##### Text excerpt

Preachers Dare: Speaking for God

William H. Willimon
Abingdon Press
Published Year: 
Cover image of Will Willimon's new book "Preachers Dare" of someone walking a tightrope

William H. Willimon, professor of the practice of Christian ministry at Duke Divinity School and a retired United Methodist Church bishop, has written a new book on the theology of preaching based on the fruit of his four decades of preaching and teaching homiletics at Duke.

The book, Preachers Dare: Speaking for God, was published in October by Abingdon Press. It is adapted from what would have been Willimon’s Lyman Beecher Lectures on Preaching at Yale University Divinity School earlier in the month that was postponed until next year due to the COVID-19 pandemic.   

The theme for Willimon’s lectures is “Preachers Dare” and was inspired by theologian Karl Barth’s lectures on reformed theology in Germany in the 1920’s. Barth opened his lectures with a thunderous “Preachers dare.” Preachers, unlike most public speakers, dare to speak about the living, revealing God in Christ. Theology, as human talk about and from God, said Barth, keeps preaching as risky as Jesus means it to be. Preachers hand over to their congregations what they have received from their discipline, expectant listening for God’s word.

In his new book, Willimon also dares preachers to be bold and speak about the God who speaks to humans through Jesus Christ in a world in which sermons too often become hackneyed conventional wisdom or tame common sense.

“My aim is to stress the centrality of preaching as if God matters,” says Willimon. “I show why preaching is the most significant theological endeavor of the church, the main purpose of pastors, and how theology is preaching’s most important guide and critic.”

##########

Work to complete:
• 1. Decide whether each statement agrees with the passage on the book Preachers Dare, answering yes or no and quoting the words of the passage that settle it: (a) the book was published in October by Abingdon Press; (b) Willimon's Lyman Beecher Lectures at Yale took place as scheduled; (c) Karl Barth gave his lectures on reformed theology in Germany.
• 2. From the passage on the book Preachers Dare, return the part that opens with the words containing "In his new book, Willimon" and closes with "tame common sense.".
• 3. Supply the next part of the passage on the book Preachers Dare, picking up after its final sentence.

##### Listed entries

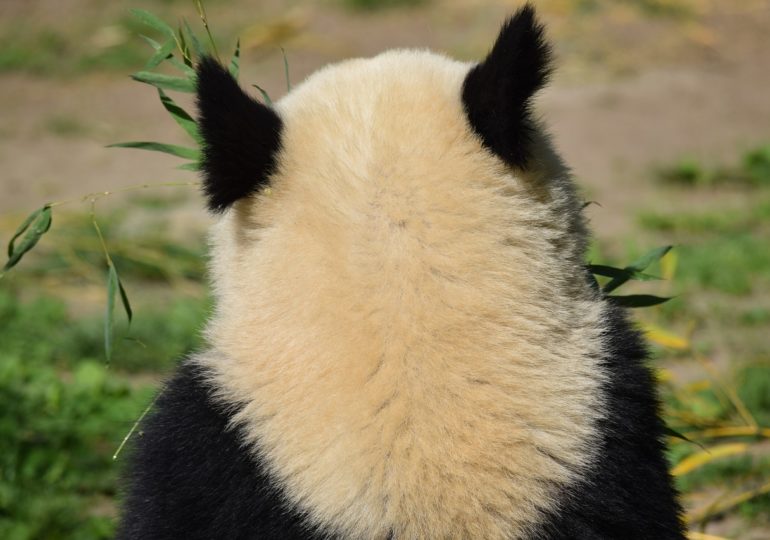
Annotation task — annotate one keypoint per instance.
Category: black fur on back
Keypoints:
(629, 493)
(497, 92)
(241, 137)
(192, 479)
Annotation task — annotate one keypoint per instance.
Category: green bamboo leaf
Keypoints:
(192, 166)
(638, 300)
(184, 68)
(173, 149)
(180, 116)
(112, 286)
(23, 227)
(35, 226)
(161, 53)
(235, 61)
(152, 21)
(265, 95)
(167, 82)
(154, 44)
(184, 49)
(613, 272)
(200, 52)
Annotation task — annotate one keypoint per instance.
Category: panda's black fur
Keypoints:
(200, 469)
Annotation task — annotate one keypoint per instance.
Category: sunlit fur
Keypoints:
(402, 321)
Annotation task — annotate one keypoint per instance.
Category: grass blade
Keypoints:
(265, 95)
(634, 270)
(200, 52)
(173, 149)
(34, 227)
(706, 456)
(179, 115)
(167, 82)
(184, 48)
(112, 286)
(286, 70)
(193, 166)
(649, 258)
(638, 300)
(161, 53)
(235, 61)
(23, 227)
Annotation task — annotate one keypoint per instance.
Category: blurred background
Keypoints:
(662, 108)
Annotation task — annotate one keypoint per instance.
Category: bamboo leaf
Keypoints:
(638, 300)
(154, 44)
(152, 21)
(173, 149)
(613, 272)
(179, 115)
(161, 53)
(235, 61)
(265, 95)
(167, 82)
(112, 286)
(124, 301)
(200, 52)
(30, 231)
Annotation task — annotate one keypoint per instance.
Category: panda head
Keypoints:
(394, 231)
(243, 138)
(402, 145)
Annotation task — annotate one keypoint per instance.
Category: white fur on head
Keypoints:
(403, 320)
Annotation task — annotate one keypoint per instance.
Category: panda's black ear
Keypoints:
(241, 137)
(498, 91)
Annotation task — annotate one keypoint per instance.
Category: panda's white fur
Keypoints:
(419, 305)
(405, 342)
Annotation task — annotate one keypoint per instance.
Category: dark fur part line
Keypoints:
(498, 91)
(189, 464)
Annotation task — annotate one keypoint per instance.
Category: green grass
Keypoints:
(722, 282)
(373, 5)
(64, 415)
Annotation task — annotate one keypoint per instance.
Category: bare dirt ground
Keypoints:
(633, 90)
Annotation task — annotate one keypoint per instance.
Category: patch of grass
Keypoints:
(737, 264)
(752, 170)
(66, 126)
(64, 415)
(373, 5)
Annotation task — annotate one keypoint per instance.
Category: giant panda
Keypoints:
(405, 341)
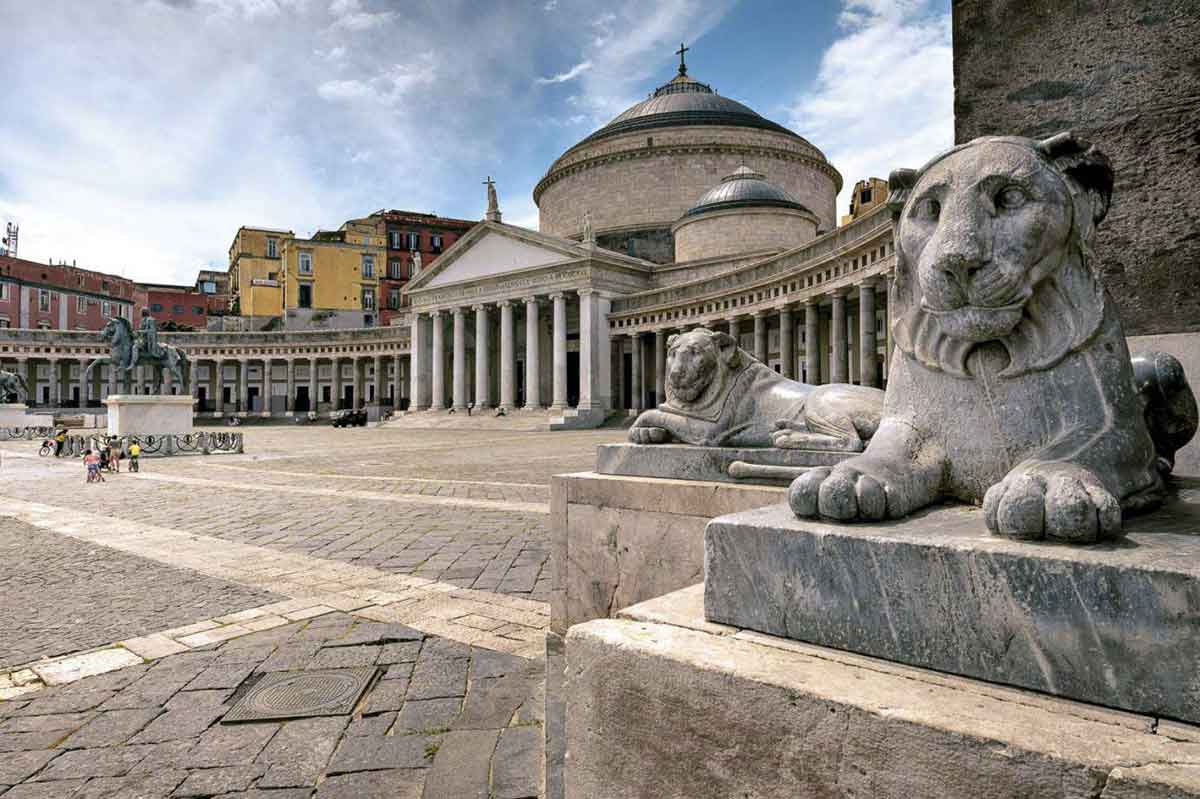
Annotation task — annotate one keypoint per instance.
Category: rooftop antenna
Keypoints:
(9, 244)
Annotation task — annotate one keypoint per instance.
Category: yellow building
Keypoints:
(255, 271)
(333, 278)
(868, 193)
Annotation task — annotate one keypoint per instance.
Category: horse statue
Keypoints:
(126, 354)
(12, 388)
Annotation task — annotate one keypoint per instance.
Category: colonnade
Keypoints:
(497, 366)
(802, 343)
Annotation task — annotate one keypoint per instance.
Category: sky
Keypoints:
(137, 136)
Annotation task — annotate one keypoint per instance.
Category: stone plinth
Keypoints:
(665, 706)
(15, 414)
(1115, 625)
(619, 540)
(147, 414)
(687, 462)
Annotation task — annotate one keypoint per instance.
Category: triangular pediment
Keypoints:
(491, 253)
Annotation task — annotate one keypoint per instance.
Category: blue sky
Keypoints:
(139, 134)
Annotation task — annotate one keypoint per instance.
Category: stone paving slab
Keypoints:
(156, 731)
(67, 595)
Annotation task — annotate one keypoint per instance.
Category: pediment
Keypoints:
(491, 254)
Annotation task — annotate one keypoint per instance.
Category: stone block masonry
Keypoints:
(1123, 74)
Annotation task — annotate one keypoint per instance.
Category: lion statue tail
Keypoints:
(1168, 402)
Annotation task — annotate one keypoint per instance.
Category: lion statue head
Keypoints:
(697, 361)
(994, 245)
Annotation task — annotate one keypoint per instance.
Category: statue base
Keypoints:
(1114, 624)
(664, 704)
(16, 414)
(741, 464)
(142, 414)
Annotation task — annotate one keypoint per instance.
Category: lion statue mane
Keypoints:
(719, 395)
(1011, 383)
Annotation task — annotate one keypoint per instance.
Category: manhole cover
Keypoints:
(297, 695)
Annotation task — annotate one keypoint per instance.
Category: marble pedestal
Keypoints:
(1114, 624)
(15, 414)
(145, 414)
(666, 706)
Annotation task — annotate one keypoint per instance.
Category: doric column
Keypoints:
(377, 379)
(244, 385)
(483, 353)
(289, 402)
(83, 383)
(813, 341)
(533, 366)
(460, 359)
(839, 368)
(868, 364)
(660, 366)
(508, 358)
(559, 350)
(313, 385)
(760, 335)
(438, 362)
(219, 385)
(637, 391)
(397, 380)
(417, 361)
(786, 341)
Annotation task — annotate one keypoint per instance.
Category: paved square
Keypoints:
(151, 604)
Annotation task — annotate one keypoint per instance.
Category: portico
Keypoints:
(527, 316)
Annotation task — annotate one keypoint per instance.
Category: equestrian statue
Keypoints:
(129, 350)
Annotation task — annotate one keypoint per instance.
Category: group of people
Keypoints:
(108, 457)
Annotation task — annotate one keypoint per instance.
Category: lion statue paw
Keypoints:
(1056, 500)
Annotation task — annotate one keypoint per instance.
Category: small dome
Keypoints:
(744, 188)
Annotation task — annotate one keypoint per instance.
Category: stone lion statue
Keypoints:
(719, 395)
(1011, 383)
(12, 388)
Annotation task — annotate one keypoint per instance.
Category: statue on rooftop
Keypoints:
(1011, 385)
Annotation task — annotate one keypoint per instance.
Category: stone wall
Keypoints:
(652, 186)
(1125, 74)
(724, 233)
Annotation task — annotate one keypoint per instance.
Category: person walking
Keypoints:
(91, 460)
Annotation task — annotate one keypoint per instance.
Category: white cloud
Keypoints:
(885, 95)
(570, 74)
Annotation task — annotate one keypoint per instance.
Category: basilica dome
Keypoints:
(642, 172)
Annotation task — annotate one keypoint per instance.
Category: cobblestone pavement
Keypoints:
(442, 721)
(64, 595)
(421, 553)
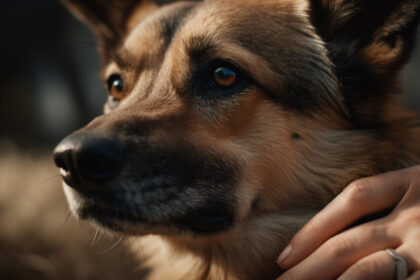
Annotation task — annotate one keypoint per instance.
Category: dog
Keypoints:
(230, 123)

##########

Answers:
• 1.
(a) Yes: "was published in October by Abingdon Press."
(b) No: "was postponed until next year due to the COVID-19 pandemic."
(c) Yes: "Karl Barth’s lectures on reformed theology in Germany in the 1920’s."

• 2.
In his new book, Willimon also dares preachers to be bold and speak about the God who speaks to humans through Jesus Christ in a world in which sermons too often become hackneyed conventional wisdom or tame common sense.

• 3.
Using fresh biblical insights, creativity, and pointed humor, Willimon draws upon his decades of preaching, as well as his many books on the practice of homiletics, to present a bold theology of preaching. Emphasizing preaching as a distinctively theological endeavor that begins with and is enabled by God, he argues that God speaks, preachers dare to speak the speech of God, and the church dares to listen. By moving from the biblical text to the contemporary context, preachers dare to speak up for God so that God might speak today.

Willimon dedicated the book to Fleming Rutledge, an American Episcopal priest, author, theologian and preacher who was ordained to the diaconate in 1975, becoming one of the first women to be ordained to the priesthood of the Episcopal Church. Willimon invited her to preach at Duke Chapel in the 1980s when he served as chapel dean and professor at Duke Divinity. 

A widely published author, preacher, and teacher of preachers, Willimon has written more than eighty books, many of which have been translated into many languages and have sold over a million copies. His first widely acclaimed book, The Gospel for the Person Who Has Everything, will be republished in November by Paraclete Press after original publication in 1978. Other recent books are Leading with the Sermon: Preaching as Leadership (Fortress Press) and Aging: Growing Old in the Church (Baker Academic), both published earlier this year.

For twenty years Willimon served as dean of Duke Chapel and professor of Christian ministry at Duke Divinity School. He has served congregations in Georgia and South and North Carolina and is a retired bishop of the North Alabama Conference of The United Methodist Church.